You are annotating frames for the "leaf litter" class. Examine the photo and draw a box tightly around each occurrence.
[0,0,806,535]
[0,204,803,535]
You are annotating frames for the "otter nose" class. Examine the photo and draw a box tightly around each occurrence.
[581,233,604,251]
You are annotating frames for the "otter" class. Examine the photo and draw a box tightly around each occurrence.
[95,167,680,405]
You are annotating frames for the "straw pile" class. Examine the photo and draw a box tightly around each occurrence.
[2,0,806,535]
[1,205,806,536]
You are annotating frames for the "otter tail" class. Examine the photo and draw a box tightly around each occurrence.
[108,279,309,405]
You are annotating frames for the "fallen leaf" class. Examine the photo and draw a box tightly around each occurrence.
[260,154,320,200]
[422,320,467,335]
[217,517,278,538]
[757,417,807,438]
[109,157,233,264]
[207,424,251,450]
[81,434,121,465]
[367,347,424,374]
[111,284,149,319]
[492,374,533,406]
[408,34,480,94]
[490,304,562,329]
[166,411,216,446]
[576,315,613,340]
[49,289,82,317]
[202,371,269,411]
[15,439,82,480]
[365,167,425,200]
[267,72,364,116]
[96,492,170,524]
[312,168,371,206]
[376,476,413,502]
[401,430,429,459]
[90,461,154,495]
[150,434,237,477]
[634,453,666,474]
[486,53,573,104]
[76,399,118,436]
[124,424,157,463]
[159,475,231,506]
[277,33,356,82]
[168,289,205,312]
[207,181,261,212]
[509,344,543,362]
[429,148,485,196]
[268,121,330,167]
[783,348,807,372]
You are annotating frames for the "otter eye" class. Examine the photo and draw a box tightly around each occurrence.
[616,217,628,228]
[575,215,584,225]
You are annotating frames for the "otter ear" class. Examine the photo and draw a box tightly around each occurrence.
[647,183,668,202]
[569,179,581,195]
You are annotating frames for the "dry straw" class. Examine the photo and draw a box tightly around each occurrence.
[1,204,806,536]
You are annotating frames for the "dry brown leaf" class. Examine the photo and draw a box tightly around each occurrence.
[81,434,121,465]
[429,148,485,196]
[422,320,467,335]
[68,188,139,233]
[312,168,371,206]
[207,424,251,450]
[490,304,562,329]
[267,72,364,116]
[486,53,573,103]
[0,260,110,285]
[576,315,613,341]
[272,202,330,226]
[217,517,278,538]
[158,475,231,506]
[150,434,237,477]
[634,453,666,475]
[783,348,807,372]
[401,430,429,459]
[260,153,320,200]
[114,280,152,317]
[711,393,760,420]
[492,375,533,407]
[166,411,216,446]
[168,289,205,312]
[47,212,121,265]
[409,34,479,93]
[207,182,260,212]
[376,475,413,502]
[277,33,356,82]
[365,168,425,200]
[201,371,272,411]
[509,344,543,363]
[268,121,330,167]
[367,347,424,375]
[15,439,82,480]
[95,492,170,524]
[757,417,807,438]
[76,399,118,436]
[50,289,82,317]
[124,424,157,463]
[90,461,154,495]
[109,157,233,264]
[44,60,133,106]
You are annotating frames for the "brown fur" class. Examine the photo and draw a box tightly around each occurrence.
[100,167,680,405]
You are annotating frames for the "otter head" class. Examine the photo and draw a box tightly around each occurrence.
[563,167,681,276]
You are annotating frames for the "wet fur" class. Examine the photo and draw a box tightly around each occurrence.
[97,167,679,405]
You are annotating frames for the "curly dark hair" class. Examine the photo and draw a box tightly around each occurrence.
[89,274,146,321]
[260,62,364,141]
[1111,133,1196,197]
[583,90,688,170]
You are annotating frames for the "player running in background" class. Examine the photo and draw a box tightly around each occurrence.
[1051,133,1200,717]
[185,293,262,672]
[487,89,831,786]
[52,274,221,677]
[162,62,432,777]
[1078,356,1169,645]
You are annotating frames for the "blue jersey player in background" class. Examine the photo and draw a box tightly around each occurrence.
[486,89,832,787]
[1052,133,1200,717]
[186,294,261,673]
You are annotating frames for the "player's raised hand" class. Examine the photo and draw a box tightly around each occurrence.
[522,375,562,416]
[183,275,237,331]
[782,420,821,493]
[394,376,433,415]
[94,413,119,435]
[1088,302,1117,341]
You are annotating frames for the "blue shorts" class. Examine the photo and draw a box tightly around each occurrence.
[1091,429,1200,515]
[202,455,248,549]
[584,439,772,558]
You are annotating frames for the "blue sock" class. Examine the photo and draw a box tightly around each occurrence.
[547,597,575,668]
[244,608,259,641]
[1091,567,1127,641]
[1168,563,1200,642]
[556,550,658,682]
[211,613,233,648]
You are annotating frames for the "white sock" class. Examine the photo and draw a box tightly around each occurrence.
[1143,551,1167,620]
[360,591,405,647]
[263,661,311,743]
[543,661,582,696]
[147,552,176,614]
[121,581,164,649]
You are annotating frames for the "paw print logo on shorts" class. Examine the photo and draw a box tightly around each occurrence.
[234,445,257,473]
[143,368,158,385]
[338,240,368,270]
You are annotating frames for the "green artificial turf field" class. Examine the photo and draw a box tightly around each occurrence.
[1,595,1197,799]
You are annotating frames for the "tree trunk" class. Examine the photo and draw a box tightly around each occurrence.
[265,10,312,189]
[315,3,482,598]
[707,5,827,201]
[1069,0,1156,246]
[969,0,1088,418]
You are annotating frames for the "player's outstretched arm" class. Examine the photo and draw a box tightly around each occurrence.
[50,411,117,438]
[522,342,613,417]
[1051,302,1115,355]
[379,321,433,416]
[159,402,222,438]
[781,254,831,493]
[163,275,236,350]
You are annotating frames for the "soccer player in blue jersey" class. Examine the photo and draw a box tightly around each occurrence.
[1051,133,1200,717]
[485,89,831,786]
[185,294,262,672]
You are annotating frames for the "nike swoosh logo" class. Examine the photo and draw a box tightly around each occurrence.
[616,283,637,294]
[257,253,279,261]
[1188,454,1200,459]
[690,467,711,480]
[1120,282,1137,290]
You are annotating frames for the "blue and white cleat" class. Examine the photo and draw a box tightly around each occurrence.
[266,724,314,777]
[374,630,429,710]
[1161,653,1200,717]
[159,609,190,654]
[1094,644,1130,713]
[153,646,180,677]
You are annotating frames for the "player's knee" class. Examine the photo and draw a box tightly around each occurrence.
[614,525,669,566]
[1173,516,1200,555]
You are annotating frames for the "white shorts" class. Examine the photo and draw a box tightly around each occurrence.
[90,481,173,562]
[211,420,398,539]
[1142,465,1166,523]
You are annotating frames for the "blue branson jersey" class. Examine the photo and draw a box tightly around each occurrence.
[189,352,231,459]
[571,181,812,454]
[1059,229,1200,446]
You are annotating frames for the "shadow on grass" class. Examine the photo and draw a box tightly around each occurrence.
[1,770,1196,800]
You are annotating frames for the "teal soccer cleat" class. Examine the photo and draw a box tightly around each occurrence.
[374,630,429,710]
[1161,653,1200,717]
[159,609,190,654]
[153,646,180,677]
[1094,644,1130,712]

......

◆ **WHAT THE EXERCISE ASKS**
All of the entries above must be output word for word.

◆ **EXERCISE RESULT**
You are annotating frames for the "leaf litter" class. Examine the photo and draw a box tightly around each occurrence.
[0,0,806,535]
[0,204,803,535]
You are annotating frames for the "otter nose" class. Examine the photo and draw a box tightly around each occurrence.
[581,233,604,251]
You are annotating frames for the "otter" class. Examine the photo and draw a box tightly around each occurrence.
[95,167,680,405]
You are annotating frames for the "straw pile" class. Examine the photo and draw a box tightly around each occurrence.
[2,0,806,535]
[1,205,806,536]
You are annotating frames for the "otter tail" class. Examine the photo and draw a box tightly around each occurrence.
[108,279,309,405]
You are annotating frames for the "fallen leaf" class. Examine the photo and draw a box tightly around each occurrence.
[260,154,320,200]
[422,320,467,335]
[217,517,278,538]
[757,417,807,438]
[109,157,233,264]
[207,424,251,450]
[81,434,121,465]
[367,347,424,374]
[111,284,149,319]
[492,374,533,406]
[408,34,480,94]
[490,304,562,329]
[166,411,216,446]
[576,315,613,340]
[49,289,82,317]
[202,371,269,411]
[15,439,82,480]
[365,167,425,200]
[267,72,364,116]
[96,492,170,524]
[312,168,371,206]
[376,476,413,502]
[401,430,429,459]
[90,461,154,495]
[150,434,237,477]
[634,453,666,474]
[486,53,573,104]
[76,399,118,436]
[124,424,157,463]
[159,475,231,506]
[277,33,356,82]
[168,289,205,312]
[207,181,261,212]
[509,344,543,362]
[429,148,485,196]
[268,121,330,167]
[783,348,807,372]
You are annotating frames for the "otter eye" class. Examine the photo and draw a box tightly around each occurrence.
[616,217,628,228]
[575,215,584,225]
You are annotating frames for the "otter ear" class. Examine the photo and draw a box tightly around each occurrence.
[647,183,668,202]
[569,179,581,195]
You are annotating frames for the "dry straw" class. Examine the photo and draw a box tightly around each occurrence.
[1,204,806,536]
You are annotating frames for the "dry brown leaf" class. Examine the photo and draw a box tightly around each occurrence.
[81,434,121,465]
[429,148,485,196]
[422,320,467,335]
[68,188,139,233]
[312,168,371,206]
[207,424,251,450]
[490,304,562,329]
[267,72,364,116]
[486,53,573,103]
[0,260,110,285]
[576,315,613,341]
[272,202,330,226]
[217,517,278,538]
[158,475,231,506]
[150,434,237,477]
[634,453,666,475]
[783,348,807,372]
[401,430,429,459]
[260,153,320,200]
[114,280,152,317]
[711,393,760,420]
[492,375,533,407]
[166,411,216,446]
[168,289,205,312]
[47,212,121,265]
[409,34,479,93]
[207,182,260,212]
[376,475,413,502]
[277,33,356,82]
[365,168,425,200]
[201,371,272,411]
[509,344,543,363]
[268,121,330,167]
[367,347,424,375]
[15,439,82,480]
[95,492,170,524]
[757,417,807,438]
[76,399,118,436]
[50,289,82,317]
[124,424,157,463]
[90,461,154,495]
[109,157,233,264]
[44,60,133,106]
You are annotating frames for the "brown fur" class. Examine the photo and draw a box tightly around each occurrence.
[100,167,680,405]
You are annotating frames for the "otter head" class. Examine the photo and draw a box tightly around each occurrence.
[563,167,681,276]
You are annotating frames for the "wet fur" class. Examine the photo and draw a box tightly around each occurrence.
[97,167,679,405]
You are annotating frames for the "curly dark hair" class. Examine the photo and draw a box tightly around each occurrence.
[89,274,146,321]
[260,62,364,141]
[1111,133,1196,197]
[583,90,688,170]
You are annotating frames for the "player running in background" class. Examine the photo and draw a box tightly around each occurrence.
[1051,133,1200,717]
[185,293,262,672]
[487,89,831,786]
[52,274,221,677]
[162,62,432,777]
[1078,356,1169,645]
You are annotating frames for the "blue jersey player in background" class. Examine the photo and draw a box tightly around each occurrence.
[486,89,832,787]
[1052,133,1200,717]
[186,294,261,673]
You are annotating frames for the "player's raised hand" class. Examine the photo and draw a box tightly around each occurrence.
[522,375,562,416]
[183,275,237,331]
[782,420,821,493]
[394,376,433,415]
[94,413,119,435]
[1088,302,1117,341]
You are annotating frames for the "blue shorts" class. Examine the photo and draw a box tightly around each occurrence.
[1091,429,1200,515]
[202,455,248,549]
[584,439,772,558]
You are annotating frames for the "blue sock" class. Examine the photo and draw a box tightly around each occurrence.
[547,597,575,668]
[244,608,259,641]
[1091,567,1127,641]
[1168,563,1200,642]
[556,550,658,682]
[211,613,233,648]
You are annotating frames for the "white sock" class. Examine the photo and draw a box tightly around each occurrence.
[1143,551,1167,620]
[360,591,405,647]
[263,661,311,743]
[543,661,582,696]
[147,552,176,614]
[121,581,164,649]
You are annotating frames for the "paw print logo on shorts" class. Examine the photo and draw a box tightly around each occurrence.
[234,445,257,473]
[143,368,158,385]
[338,240,368,270]
You are annotating frames for the "green artificial turf field" class. Examine the photo and draw a box tightly around each occurrence.
[1,595,1197,799]
You are annotating frames for the "tree trunk" class. Examine the photo and draw a box tightly around each occurrence.
[265,10,312,189]
[315,3,482,598]
[707,5,827,201]
[1069,0,1156,246]
[969,0,1088,418]
You are annotating frames for the "player's outstretched arm" class. Examine the photo and draw a box tightly around each occurrence.
[50,411,117,438]
[522,342,613,417]
[1051,302,1115,355]
[379,321,433,416]
[159,402,222,438]
[781,254,831,493]
[163,275,236,350]
You are annotating frames for the "soccer player in blue jersey" class. Examine the photo and draw a box tightly around each occurrence.
[1051,133,1200,717]
[485,89,831,786]
[185,294,262,672]
You are annotating frames for the "nike swoosh logo" class. Examine the photo and draw a box tightly around each occurrence.
[616,283,637,294]
[257,253,279,261]
[1188,454,1200,459]
[690,467,711,480]
[1120,282,1137,290]
You are annotating frames for the "blue and white cleat" class. Examine the photo and draw a box tightly around each occurrence.
[266,724,314,777]
[374,630,429,710]
[1161,653,1200,717]
[159,609,190,654]
[1094,644,1130,713]
[153,646,180,677]
You are annotating frames for the "player's knee" class. Examine the photo and draw a box tightly around each occurrence.
[614,525,669,566]
[1173,516,1200,555]
You are annotating frames for the "white shorts" class. Examine the photo and draw a box tightly around each occurrence.
[90,481,173,562]
[211,420,398,539]
[1142,465,1166,523]
You are annotating frames for the "blue branson jersey" class. Examine the photo and draw a box tightly around each occurrence.
[189,352,231,459]
[571,181,812,454]
[1059,229,1200,446]
You are annotating frames for the "shadow on grass" class. Examine the photo and draw a box tightly around each occurrence.
[1,770,1196,800]
You are annotating frames for the "teal soccer cleat" class. Examine the photo and draw a box tightly around each occurrence.
[374,630,429,710]
[1161,653,1200,717]
[159,609,190,654]
[153,646,180,677]
[1094,644,1130,712]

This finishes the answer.